◆ Work instruction A: Translate this sentence from the dental surgery diary into Spanish: "I do not eat before dentist appointments so I don't throw up on anyone."
◆ Work instruction B: Summarize the dental surgery diary in two sentences.
◆ Work instruction C: In the dental surgery diary, at what time does the writer wake up on Thursday?
[[ Quoted passage open ]]
2. Then why on earth were the words "bone graft" being thrown around in the consultation? Why was it when I asked the definition of a word on the surgical papers and asked if that meant "bone graft," they said yes? WHAT THE SMEGGING HELL? Then what the shit is going on?

Also, "they really think you should have a breakfast beforehand because your stomach might be upset." I do not eat before dentist appointments so I don't throw up on anyone. I am still amazed how often I have to reiterate this to people who should know better. Also, if my stomach is "upset," then there's nothing in there to come out at high velocity, eh?

Thursday:
4:52 a.m.: Wake up, because god forbid I actually get to sleep on a day when anything is going to happen. End up reading in bed until like seven.
7 a.m. Don't really bother to get dressed today because the day's plans are going to involve surgery and going back to sleep again.
8 a.m. Attempt to swallow a Halcion whole. Mostly kinda succeed except where I kinda accidentally bit it. Dawn then comes over and I show her how to work the Netflix before I get too wasted.
8:20 a.m. Kinda start slurring words, I think.
8:40 a.m. "Hm, yeah, perhaps you'd better drive the car around a little closer to here."
[[ Quoted passage closed ]]
[[ Dataset open ]]
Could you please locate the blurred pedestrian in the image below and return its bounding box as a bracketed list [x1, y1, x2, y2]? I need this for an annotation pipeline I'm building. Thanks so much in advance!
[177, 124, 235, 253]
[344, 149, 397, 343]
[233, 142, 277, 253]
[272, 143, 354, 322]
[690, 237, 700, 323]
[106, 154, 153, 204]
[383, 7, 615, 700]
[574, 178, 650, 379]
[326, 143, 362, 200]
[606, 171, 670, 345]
[[ Dataset closed ]]
[[ Dataset open ]]
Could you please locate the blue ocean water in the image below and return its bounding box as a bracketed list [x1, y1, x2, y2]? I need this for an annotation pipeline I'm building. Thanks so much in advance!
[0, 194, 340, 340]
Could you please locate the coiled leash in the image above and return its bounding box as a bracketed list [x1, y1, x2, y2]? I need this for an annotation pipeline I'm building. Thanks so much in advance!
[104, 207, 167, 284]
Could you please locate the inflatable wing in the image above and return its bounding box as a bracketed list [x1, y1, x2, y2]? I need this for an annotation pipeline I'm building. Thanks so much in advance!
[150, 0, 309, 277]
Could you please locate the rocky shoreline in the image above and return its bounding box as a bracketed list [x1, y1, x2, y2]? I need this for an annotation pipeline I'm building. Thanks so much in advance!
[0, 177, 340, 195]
[[ Dataset closed ]]
◆ Written answer A: No como antes de las citas con el dentista para no vomitarle encima a nadie.

◆ Written answer B: The writer is baffled and angry that "bone graft" came up in the consultation and was confirmed as the meaning of a word on the surgical papers, and pushes back on advice to eat breakfast beforehand because they never eat before dentist appointments to avoid throwing up. On Thursday the writer wakes at 4:52 a.m., reads in bed, doesn't bother getting dressed, takes a Halcion at 8 a.m., shows Dawn how to work the Netflix, and soon starts slurring words.

◆ Written answer C: 4:52 a.m.